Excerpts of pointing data
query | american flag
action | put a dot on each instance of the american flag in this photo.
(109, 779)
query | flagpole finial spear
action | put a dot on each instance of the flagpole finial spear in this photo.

Stated goal
Could you recast every line of the listing above as a numbered list, leaving out any blank lines?

Expected answer
1. query | american flag
2. action | put a dot on each instance of the american flag in this photo.
3. (109, 779)
4. query | flagpole finial spear
5. action | put a dot on each instance of the flagpole finial spear in this photo.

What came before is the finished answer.